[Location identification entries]
######
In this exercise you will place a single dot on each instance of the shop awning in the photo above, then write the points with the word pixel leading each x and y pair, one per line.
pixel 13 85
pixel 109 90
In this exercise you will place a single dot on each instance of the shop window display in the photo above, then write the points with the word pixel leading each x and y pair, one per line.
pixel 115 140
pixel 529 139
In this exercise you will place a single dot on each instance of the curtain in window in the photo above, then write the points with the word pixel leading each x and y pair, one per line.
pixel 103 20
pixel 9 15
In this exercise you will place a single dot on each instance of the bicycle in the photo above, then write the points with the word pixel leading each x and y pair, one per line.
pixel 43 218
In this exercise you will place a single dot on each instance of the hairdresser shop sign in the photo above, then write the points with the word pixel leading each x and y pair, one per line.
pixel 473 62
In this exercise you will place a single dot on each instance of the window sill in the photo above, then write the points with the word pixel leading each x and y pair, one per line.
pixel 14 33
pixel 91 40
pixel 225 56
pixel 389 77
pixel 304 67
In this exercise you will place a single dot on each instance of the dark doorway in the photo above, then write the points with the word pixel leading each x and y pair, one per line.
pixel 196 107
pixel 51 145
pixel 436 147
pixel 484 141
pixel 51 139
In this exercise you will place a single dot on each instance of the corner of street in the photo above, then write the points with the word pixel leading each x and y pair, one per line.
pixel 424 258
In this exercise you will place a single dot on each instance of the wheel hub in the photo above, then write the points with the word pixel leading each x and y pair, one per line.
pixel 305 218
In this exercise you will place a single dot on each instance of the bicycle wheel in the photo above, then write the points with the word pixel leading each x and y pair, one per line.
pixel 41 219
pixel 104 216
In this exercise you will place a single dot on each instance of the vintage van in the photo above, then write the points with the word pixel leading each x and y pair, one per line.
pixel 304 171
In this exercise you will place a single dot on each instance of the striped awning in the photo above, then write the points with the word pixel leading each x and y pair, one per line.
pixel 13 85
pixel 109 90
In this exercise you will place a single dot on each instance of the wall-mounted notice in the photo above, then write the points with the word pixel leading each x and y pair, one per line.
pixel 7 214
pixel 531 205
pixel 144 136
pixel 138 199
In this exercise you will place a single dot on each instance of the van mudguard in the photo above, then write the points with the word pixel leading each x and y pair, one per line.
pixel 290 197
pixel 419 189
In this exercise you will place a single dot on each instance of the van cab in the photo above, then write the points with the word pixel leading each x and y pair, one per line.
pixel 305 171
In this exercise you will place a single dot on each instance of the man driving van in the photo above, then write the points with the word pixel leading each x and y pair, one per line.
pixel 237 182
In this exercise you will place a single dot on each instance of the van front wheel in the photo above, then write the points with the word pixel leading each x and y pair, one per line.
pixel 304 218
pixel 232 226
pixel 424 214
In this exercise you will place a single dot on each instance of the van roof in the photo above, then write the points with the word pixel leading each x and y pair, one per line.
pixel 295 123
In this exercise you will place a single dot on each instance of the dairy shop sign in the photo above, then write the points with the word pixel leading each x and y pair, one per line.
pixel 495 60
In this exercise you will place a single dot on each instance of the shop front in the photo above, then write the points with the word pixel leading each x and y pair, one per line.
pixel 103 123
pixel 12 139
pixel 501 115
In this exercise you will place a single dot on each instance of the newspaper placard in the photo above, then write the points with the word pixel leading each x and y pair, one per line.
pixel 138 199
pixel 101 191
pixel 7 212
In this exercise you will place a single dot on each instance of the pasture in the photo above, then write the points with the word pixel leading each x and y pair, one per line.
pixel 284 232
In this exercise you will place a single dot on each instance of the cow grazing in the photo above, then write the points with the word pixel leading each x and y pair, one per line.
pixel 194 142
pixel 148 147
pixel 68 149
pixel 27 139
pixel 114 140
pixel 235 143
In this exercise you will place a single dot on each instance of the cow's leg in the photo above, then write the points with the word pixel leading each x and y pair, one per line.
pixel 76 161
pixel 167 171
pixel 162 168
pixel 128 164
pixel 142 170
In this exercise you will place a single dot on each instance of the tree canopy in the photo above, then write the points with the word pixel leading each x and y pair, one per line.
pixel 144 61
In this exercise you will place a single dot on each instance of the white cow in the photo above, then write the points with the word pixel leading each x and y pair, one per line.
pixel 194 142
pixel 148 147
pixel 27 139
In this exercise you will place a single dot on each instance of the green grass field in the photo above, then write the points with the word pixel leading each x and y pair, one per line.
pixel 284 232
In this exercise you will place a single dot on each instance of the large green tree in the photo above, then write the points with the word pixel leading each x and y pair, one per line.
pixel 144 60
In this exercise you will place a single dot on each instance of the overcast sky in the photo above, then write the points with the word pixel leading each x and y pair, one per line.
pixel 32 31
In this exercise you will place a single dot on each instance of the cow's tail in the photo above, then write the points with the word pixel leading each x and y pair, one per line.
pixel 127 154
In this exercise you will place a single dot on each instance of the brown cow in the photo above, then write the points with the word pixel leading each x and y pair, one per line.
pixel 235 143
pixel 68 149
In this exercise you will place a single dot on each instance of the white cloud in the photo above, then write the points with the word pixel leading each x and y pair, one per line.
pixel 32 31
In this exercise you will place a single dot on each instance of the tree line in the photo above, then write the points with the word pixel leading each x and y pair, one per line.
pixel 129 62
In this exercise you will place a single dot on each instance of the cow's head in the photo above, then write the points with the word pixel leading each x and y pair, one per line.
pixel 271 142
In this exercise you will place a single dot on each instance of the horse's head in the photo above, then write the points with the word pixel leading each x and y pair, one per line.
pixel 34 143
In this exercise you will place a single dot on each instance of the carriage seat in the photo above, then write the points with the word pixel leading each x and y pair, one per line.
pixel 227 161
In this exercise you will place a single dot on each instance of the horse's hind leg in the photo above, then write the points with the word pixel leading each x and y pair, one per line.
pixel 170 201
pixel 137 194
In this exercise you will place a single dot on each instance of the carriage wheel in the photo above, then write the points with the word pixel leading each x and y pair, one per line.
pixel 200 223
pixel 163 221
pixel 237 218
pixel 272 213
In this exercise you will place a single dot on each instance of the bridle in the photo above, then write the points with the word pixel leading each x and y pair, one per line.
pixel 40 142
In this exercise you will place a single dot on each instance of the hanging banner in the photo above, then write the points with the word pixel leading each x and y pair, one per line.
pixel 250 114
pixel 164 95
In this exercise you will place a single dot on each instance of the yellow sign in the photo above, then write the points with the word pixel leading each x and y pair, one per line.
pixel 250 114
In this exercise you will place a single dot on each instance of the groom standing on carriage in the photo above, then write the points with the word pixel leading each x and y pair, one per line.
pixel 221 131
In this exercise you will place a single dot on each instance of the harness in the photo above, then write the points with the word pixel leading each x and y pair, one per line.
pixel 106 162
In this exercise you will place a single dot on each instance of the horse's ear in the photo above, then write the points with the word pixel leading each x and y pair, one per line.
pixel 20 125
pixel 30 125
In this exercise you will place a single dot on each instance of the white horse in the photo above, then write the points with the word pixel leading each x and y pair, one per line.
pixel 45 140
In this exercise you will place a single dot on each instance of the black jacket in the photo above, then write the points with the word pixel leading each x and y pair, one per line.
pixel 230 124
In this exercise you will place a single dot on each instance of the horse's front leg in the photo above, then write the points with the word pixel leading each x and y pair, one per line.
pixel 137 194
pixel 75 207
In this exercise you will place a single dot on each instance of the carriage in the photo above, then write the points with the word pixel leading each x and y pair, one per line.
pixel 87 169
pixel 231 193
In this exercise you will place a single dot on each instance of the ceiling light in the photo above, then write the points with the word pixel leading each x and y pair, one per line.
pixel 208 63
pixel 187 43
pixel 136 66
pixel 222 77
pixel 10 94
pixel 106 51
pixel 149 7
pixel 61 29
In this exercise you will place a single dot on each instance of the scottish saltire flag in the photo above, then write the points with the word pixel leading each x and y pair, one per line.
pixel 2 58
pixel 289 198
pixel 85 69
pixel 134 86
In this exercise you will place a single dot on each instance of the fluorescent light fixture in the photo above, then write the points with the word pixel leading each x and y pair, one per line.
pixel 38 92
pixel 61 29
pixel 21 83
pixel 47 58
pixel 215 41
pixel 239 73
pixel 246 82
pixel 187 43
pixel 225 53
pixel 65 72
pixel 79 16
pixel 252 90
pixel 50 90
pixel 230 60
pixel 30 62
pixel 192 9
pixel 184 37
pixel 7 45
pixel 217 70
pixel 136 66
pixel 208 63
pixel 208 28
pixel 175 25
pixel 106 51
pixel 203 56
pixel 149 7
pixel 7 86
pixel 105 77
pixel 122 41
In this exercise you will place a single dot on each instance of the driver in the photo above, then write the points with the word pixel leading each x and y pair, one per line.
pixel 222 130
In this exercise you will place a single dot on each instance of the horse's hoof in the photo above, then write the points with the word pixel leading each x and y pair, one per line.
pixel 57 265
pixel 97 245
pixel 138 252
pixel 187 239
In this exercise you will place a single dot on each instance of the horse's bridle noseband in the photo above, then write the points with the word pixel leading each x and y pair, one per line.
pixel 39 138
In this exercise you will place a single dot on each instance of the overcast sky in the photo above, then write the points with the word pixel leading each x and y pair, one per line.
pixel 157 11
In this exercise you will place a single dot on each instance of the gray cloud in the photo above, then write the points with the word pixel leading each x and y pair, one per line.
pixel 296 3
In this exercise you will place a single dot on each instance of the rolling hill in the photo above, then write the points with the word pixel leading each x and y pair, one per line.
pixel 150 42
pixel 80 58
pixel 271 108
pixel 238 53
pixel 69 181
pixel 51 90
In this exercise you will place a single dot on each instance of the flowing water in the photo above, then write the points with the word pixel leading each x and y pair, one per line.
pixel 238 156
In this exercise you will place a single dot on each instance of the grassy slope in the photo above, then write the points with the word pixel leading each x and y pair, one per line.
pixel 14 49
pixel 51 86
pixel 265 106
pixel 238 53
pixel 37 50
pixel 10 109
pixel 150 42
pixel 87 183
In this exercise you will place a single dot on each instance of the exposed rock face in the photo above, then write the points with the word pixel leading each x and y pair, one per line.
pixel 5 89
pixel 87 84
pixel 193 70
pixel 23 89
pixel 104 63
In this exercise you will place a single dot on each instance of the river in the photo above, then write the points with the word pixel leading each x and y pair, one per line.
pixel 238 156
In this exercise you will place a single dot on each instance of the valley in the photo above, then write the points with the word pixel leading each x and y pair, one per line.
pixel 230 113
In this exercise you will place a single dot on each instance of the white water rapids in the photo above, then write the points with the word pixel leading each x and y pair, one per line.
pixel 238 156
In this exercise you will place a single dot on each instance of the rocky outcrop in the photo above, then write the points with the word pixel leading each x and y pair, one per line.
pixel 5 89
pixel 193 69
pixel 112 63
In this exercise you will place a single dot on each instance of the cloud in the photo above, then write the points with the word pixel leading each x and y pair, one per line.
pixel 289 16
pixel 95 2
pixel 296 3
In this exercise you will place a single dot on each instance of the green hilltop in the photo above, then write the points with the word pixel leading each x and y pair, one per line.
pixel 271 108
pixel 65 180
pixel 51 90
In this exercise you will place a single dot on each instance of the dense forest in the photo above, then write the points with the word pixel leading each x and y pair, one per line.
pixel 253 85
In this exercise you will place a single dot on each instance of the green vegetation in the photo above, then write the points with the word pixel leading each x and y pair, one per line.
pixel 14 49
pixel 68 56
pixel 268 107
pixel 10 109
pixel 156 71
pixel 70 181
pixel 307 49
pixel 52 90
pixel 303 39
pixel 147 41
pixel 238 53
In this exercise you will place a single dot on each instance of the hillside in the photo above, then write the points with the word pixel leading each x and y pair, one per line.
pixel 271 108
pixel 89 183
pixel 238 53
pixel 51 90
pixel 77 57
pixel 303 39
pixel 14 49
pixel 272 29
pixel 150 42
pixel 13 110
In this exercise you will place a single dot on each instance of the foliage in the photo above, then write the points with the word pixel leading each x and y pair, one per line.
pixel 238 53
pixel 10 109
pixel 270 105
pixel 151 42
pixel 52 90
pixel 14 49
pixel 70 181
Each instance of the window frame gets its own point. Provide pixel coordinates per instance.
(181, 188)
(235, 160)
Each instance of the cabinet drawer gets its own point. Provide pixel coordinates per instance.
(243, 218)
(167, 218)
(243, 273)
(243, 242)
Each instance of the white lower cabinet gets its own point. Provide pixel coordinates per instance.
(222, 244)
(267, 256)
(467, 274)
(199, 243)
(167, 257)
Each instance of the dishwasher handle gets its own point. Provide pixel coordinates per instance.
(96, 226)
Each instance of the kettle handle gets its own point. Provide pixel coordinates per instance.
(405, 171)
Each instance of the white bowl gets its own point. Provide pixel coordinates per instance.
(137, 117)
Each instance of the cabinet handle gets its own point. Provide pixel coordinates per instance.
######
Work to be completed ->
Convert the entries starting at the line containing "the van mudguard" and ending at the line containing "pixel 237 182" into a two-column CSV with the headers instruction and coordinates. Give one row per entry, with its text and its answer each in a single quoted field and line breaks replaced by spaces.

Solution for this exercise ->
instruction,coordinates
"In this exercise you will place a single dot on each instance of the van mudguard in the photo above, then write the points with the word pixel leading each x and y pair, one per line.","pixel 290 197 pixel 419 189"
"In this exercise you will place a single dot on each instance of the van cab in the photo above, then write the points with the word pixel leading each x and y pair, one per line.","pixel 305 171"
"In this exercise you will place a single dot on each instance of the man driving van in the photo above, then write the points with the word pixel leading each x and y pair, one per line.","pixel 237 182"